** Your assignment **
In the copy, include no pictures, but reproduce every record exactly.

** Entries supplied **
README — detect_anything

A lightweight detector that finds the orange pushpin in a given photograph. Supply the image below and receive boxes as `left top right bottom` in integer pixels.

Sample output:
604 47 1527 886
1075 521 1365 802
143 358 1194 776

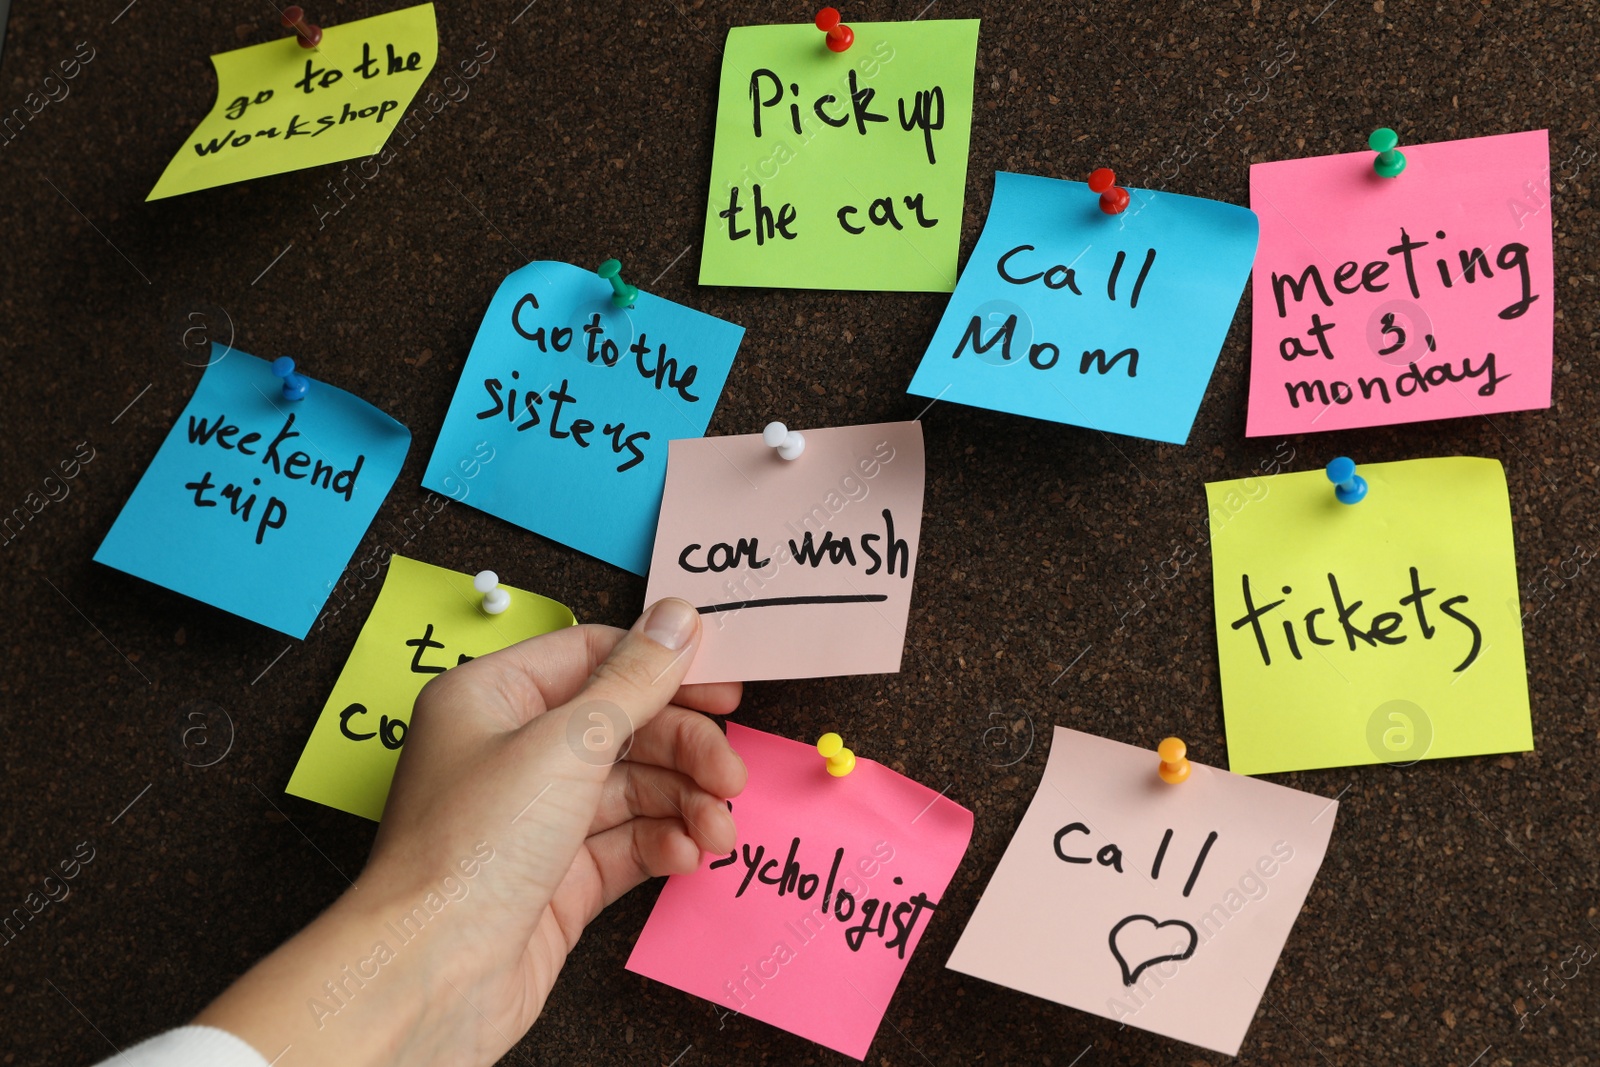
1157 737 1190 784
817 732 856 777
281 6 322 48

** Response **
README — detect_anything

A lightweight detector that finds the orange pushpin in a given photograph. Supply the image below and receive boxes as `left top right bottom` in integer pixels.

Sample output:
604 47 1527 886
1075 521 1365 802
143 358 1194 776

1157 737 1190 784
817 732 856 777
281 6 322 48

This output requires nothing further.